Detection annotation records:

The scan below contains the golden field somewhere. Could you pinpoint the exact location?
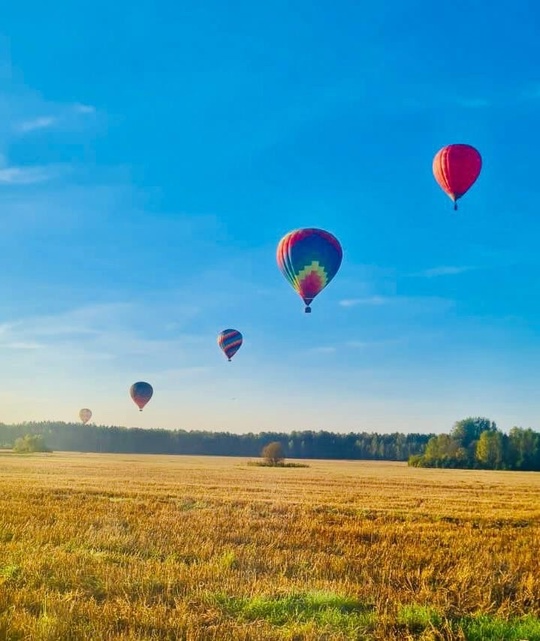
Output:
[0,453,540,641]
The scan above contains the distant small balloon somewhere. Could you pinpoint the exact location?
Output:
[129,381,154,412]
[218,329,244,361]
[79,407,92,425]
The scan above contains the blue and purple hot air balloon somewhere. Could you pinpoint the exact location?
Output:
[218,329,244,361]
[276,228,343,313]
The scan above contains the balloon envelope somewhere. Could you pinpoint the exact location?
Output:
[218,329,244,360]
[276,228,343,312]
[129,381,154,412]
[79,407,92,425]
[433,144,482,209]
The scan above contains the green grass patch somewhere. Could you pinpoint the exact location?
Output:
[397,605,442,632]
[213,592,375,639]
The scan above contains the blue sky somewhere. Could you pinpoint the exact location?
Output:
[0,0,540,432]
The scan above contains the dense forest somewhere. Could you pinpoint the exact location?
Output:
[409,417,540,471]
[0,422,432,461]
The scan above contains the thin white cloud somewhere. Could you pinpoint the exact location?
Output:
[456,98,491,109]
[0,167,57,185]
[16,116,58,133]
[308,345,336,354]
[73,103,96,114]
[339,296,390,307]
[0,341,44,349]
[409,265,476,278]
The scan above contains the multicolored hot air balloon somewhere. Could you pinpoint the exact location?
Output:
[276,228,343,313]
[129,381,154,412]
[79,407,92,425]
[218,329,244,361]
[433,145,482,211]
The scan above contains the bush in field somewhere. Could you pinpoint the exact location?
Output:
[13,434,52,454]
[261,441,285,465]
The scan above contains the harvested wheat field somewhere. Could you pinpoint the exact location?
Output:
[0,453,540,641]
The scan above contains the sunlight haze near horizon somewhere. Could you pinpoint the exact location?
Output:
[0,0,540,432]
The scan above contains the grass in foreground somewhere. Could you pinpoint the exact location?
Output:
[0,453,540,641]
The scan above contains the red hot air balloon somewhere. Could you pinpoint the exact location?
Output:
[433,145,482,211]
[79,407,92,425]
[276,228,343,313]
[129,381,154,412]
[218,329,244,361]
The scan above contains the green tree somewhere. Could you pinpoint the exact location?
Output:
[476,430,504,470]
[450,417,497,449]
[261,441,285,465]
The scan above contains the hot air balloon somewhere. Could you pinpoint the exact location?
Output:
[129,381,154,412]
[276,228,343,313]
[79,407,92,425]
[218,329,244,361]
[433,145,482,211]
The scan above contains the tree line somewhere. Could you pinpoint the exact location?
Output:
[0,421,432,461]
[409,417,540,471]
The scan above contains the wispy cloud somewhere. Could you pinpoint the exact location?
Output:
[339,296,390,307]
[73,103,96,114]
[407,265,477,278]
[0,167,58,185]
[456,97,492,109]
[308,345,337,354]
[16,116,58,133]
[13,103,97,134]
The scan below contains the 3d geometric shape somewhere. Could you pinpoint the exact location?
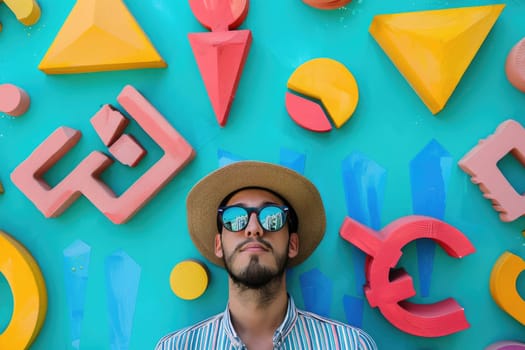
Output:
[170,260,210,300]
[490,252,525,326]
[279,147,306,174]
[188,30,252,126]
[341,152,387,302]
[343,295,365,328]
[485,341,525,350]
[38,0,166,74]
[63,240,91,350]
[299,269,334,317]
[188,0,252,126]
[286,58,359,131]
[285,92,332,132]
[505,38,525,92]
[369,5,505,114]
[458,119,525,221]
[104,250,141,350]
[303,0,352,10]
[0,0,40,29]
[0,231,47,349]
[189,0,249,32]
[0,84,31,117]
[109,134,146,167]
[11,85,195,224]
[410,139,452,297]
[340,215,475,337]
[89,104,129,146]
[217,148,244,168]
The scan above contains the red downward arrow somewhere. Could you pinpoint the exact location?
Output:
[188,30,252,126]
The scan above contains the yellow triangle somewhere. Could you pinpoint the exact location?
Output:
[38,0,166,74]
[369,5,505,114]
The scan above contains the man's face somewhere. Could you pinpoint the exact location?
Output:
[215,189,299,289]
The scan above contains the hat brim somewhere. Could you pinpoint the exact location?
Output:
[186,161,326,267]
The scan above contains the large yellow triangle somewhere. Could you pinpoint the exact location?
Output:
[369,5,505,114]
[38,0,166,74]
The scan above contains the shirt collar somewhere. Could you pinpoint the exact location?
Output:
[222,294,298,346]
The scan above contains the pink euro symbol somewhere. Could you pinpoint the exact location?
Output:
[340,215,475,337]
[11,85,195,224]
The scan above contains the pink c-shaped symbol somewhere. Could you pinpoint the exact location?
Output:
[340,215,475,337]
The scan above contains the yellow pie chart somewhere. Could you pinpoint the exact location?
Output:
[286,58,359,131]
[170,259,209,300]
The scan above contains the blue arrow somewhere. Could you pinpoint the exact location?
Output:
[410,139,452,297]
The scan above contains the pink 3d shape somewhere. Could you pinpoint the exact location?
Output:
[188,0,252,126]
[90,104,129,146]
[490,252,525,326]
[505,38,525,92]
[485,341,525,350]
[109,134,146,167]
[340,215,475,337]
[285,92,332,132]
[303,0,352,10]
[458,119,525,221]
[11,85,194,224]
[0,84,30,117]
[0,0,41,30]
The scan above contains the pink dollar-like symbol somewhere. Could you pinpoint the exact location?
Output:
[340,215,475,337]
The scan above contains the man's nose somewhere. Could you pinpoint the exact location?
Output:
[244,213,264,237]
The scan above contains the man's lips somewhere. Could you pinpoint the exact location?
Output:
[240,243,268,252]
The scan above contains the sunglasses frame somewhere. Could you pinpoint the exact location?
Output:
[217,204,290,232]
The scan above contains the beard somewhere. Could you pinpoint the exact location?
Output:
[222,239,288,290]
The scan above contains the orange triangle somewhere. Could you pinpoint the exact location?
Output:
[38,0,166,74]
[188,30,252,126]
[369,5,505,114]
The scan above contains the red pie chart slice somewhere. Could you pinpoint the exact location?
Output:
[286,92,332,132]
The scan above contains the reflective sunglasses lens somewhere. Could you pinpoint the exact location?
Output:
[222,207,248,232]
[259,206,286,231]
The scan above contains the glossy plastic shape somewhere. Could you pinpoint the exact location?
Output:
[170,259,210,300]
[505,38,525,92]
[287,58,359,128]
[11,85,195,224]
[189,0,249,32]
[458,119,525,222]
[340,215,475,337]
[0,84,31,117]
[490,252,525,326]
[89,104,129,146]
[0,231,47,349]
[38,0,167,74]
[369,5,505,114]
[0,0,41,26]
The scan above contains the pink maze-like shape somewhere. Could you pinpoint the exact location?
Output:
[11,85,195,224]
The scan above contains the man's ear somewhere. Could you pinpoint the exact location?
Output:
[288,232,299,258]
[215,233,223,258]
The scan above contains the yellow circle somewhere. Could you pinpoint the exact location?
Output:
[170,260,209,300]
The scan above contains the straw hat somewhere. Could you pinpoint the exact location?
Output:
[186,161,326,267]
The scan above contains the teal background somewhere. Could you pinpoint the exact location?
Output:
[0,0,525,350]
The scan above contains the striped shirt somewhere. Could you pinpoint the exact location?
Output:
[155,297,377,350]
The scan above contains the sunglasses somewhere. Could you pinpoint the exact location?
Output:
[218,204,290,232]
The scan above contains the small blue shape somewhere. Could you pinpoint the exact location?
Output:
[0,273,14,334]
[342,152,386,230]
[410,139,452,297]
[63,240,91,349]
[217,149,244,168]
[299,269,333,317]
[280,148,306,174]
[105,251,141,350]
[343,295,364,328]
[342,152,386,296]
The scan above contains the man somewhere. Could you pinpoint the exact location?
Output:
[156,161,377,350]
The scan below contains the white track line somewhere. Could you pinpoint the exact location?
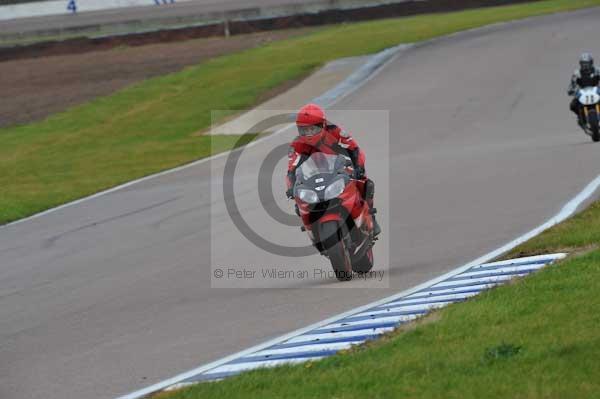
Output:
[0,44,413,230]
[104,21,600,399]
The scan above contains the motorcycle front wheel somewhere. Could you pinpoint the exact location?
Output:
[319,221,352,281]
[352,248,373,273]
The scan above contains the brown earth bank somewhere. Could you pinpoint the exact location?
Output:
[0,28,310,127]
[0,0,539,62]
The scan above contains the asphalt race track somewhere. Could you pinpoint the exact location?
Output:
[0,9,600,399]
[0,0,328,34]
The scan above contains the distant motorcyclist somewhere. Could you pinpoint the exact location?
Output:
[567,53,600,127]
[286,104,381,236]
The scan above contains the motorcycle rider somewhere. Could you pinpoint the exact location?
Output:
[567,53,600,127]
[286,104,381,236]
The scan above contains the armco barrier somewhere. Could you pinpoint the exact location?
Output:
[0,0,531,62]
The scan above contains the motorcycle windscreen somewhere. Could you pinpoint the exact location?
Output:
[298,152,340,180]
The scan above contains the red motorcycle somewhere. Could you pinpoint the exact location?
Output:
[294,152,376,281]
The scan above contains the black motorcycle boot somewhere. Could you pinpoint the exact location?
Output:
[371,208,381,237]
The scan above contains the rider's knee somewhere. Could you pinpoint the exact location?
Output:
[365,179,375,201]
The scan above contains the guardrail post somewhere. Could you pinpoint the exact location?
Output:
[223,19,231,37]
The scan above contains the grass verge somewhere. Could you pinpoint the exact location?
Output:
[0,0,600,224]
[156,202,600,399]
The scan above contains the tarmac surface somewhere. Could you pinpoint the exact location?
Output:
[0,9,600,399]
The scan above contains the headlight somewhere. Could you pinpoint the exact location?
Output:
[325,179,346,201]
[296,188,319,204]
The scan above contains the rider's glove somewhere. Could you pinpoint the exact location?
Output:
[354,166,365,180]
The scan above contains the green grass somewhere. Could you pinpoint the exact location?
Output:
[157,206,600,399]
[0,0,600,224]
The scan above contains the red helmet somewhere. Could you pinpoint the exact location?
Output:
[296,104,325,136]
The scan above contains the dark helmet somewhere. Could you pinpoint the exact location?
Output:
[579,53,594,73]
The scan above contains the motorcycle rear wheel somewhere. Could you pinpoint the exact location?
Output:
[319,221,352,281]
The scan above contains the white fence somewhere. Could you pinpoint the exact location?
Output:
[0,0,190,21]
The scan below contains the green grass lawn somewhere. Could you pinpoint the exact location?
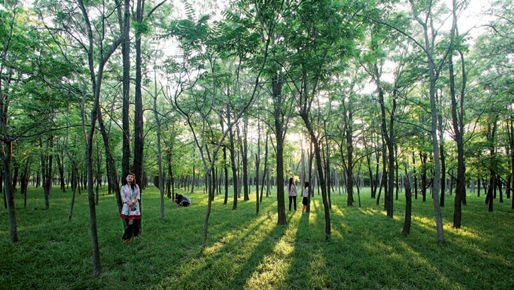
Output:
[0,187,514,289]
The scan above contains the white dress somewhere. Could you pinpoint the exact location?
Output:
[120,184,141,220]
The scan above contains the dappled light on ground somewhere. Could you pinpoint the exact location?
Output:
[0,188,514,289]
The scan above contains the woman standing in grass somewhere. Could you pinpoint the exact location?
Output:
[288,177,296,211]
[120,173,141,241]
[302,182,310,213]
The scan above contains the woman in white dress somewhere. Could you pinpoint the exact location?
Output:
[120,173,141,241]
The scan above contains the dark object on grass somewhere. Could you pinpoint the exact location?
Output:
[175,194,191,207]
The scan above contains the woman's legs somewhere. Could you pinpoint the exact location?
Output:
[122,220,134,241]
[132,220,141,237]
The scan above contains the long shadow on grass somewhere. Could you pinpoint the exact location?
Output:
[285,213,312,289]
[159,201,280,289]
[323,204,502,288]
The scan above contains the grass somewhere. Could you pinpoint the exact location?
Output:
[0,187,514,289]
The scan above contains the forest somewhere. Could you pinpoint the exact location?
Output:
[0,0,514,289]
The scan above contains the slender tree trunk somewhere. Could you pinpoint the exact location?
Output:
[227,106,238,209]
[260,132,269,202]
[223,146,229,204]
[68,161,78,222]
[242,118,250,201]
[116,0,129,184]
[0,140,18,243]
[96,110,123,213]
[153,76,164,219]
[134,0,145,195]
[272,73,287,225]
[402,169,412,236]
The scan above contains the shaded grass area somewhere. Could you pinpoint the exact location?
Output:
[0,187,514,289]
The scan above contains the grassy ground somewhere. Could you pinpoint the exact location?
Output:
[0,188,514,289]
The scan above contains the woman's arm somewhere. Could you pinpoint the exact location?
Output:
[121,185,130,203]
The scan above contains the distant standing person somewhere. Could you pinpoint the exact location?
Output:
[288,177,296,211]
[302,182,310,213]
[120,173,141,241]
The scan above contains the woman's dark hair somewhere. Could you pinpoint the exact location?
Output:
[127,172,137,189]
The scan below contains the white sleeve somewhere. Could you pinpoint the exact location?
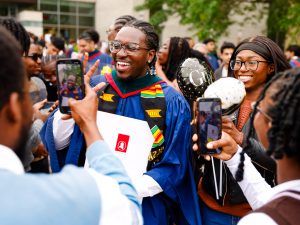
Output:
[238,213,278,225]
[53,110,75,150]
[224,147,272,209]
[133,175,163,201]
[88,168,143,225]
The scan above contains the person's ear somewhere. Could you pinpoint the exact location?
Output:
[147,49,156,64]
[268,64,275,74]
[6,92,22,123]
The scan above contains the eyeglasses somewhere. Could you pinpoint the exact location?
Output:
[27,53,43,62]
[251,102,272,122]
[105,29,115,35]
[229,60,270,71]
[109,41,150,55]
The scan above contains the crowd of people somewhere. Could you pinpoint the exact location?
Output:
[0,15,300,225]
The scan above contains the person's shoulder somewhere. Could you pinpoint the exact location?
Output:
[239,213,277,225]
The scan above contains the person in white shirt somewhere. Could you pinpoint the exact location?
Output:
[193,68,300,225]
[0,27,143,225]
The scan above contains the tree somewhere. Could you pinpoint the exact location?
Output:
[136,0,300,46]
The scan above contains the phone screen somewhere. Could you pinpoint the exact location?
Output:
[197,98,222,154]
[56,59,84,113]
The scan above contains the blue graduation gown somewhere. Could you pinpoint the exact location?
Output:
[42,73,201,225]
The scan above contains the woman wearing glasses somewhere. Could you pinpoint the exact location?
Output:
[198,36,290,224]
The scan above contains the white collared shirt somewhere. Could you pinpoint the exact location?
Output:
[0,144,25,174]
[224,147,300,225]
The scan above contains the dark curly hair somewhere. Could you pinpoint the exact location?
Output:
[0,26,26,110]
[0,17,30,56]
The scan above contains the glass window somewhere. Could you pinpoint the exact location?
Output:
[78,2,95,16]
[60,2,77,13]
[79,16,94,27]
[60,15,76,25]
[43,13,57,24]
[41,2,57,12]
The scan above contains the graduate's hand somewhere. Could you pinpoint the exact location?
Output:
[82,52,89,73]
[222,117,244,145]
[192,134,210,161]
[61,59,104,120]
[69,71,104,146]
[32,99,50,122]
[192,131,238,161]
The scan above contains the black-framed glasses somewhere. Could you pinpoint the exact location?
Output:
[109,41,150,55]
[251,102,272,122]
[229,60,270,71]
[26,53,43,62]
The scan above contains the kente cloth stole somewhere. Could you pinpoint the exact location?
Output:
[98,83,166,170]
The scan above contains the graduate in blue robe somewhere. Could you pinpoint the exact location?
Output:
[41,21,201,225]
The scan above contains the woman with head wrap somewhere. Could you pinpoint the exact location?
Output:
[198,36,290,224]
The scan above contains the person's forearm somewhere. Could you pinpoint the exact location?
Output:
[224,147,271,209]
[86,141,140,211]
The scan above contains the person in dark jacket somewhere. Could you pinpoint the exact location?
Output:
[198,36,290,224]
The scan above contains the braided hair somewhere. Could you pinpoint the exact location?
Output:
[235,68,300,181]
[228,36,291,81]
[228,36,291,181]
[0,26,25,110]
[0,17,30,56]
[124,20,159,69]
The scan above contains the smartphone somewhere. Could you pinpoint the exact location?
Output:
[197,98,222,154]
[56,59,85,114]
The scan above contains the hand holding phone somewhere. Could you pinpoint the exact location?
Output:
[197,98,222,154]
[56,59,85,114]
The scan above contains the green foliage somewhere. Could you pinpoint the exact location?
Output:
[136,0,300,45]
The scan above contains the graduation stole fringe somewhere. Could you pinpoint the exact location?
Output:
[98,84,166,170]
[141,84,166,170]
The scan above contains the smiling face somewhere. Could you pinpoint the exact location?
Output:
[112,27,155,80]
[220,48,234,65]
[234,50,273,91]
[24,44,42,77]
[157,39,170,65]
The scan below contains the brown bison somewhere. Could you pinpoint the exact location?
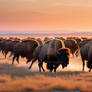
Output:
[80,41,92,72]
[64,39,79,56]
[29,39,69,72]
[12,40,39,64]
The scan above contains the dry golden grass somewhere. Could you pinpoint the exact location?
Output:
[0,64,92,92]
[0,47,92,92]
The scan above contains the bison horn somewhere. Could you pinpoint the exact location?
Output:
[57,50,61,55]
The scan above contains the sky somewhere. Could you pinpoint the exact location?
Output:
[0,0,92,32]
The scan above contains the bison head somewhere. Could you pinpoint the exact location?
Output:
[57,48,70,68]
[87,62,92,68]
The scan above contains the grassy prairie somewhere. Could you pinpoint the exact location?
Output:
[0,52,92,92]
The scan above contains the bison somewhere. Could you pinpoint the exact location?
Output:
[64,39,79,56]
[80,41,92,72]
[12,40,39,64]
[29,39,69,72]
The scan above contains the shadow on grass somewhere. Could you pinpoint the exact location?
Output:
[0,64,87,78]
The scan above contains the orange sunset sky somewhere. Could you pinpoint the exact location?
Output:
[0,0,92,32]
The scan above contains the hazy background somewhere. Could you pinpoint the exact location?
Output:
[0,0,92,32]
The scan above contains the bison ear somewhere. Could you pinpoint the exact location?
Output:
[57,50,61,55]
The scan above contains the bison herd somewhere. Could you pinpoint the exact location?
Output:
[0,37,92,72]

PROBLEM TO SOLVE – Reproduce, unchanged, the lines beginning with the one containing "The scan above contains the brown" and running through the one containing "[371,208,381,237]", both of those included.

SOLUTION TO THIS PROBLEM –
The scan above contains the brown earth bank somewhere. Could you pinpoint the exact location?
Output:
[0,28,310,127]
[0,0,539,62]
The scan above contains the asphalt race track somewhere. Could you pinpoint the exact location?
Output:
[0,9,600,399]
[0,0,328,34]
The scan above contains the distant motorcyclist somewhere. Could you pinpoint the exact location?
Output:
[567,53,600,127]
[286,104,381,236]
The scan above contains the motorcycle rider somewhere. Could you pinpoint the exact location?
Output:
[567,53,600,127]
[286,104,381,236]
The scan above contains the armco barrier somewhere. Could you pinpoint the exact location?
Output:
[0,0,531,62]
The scan above contains the motorcycle windscreen somewhere. Could you pinpoint the exact location?
Output:
[298,152,340,180]
The scan above contains the red motorcycle somewhere. Could you pinpoint the exact location?
Output:
[294,152,376,281]
The scan above contains the black motorcycle boot somewhere. Could you pinpoint the exact location?
Output:
[371,208,381,237]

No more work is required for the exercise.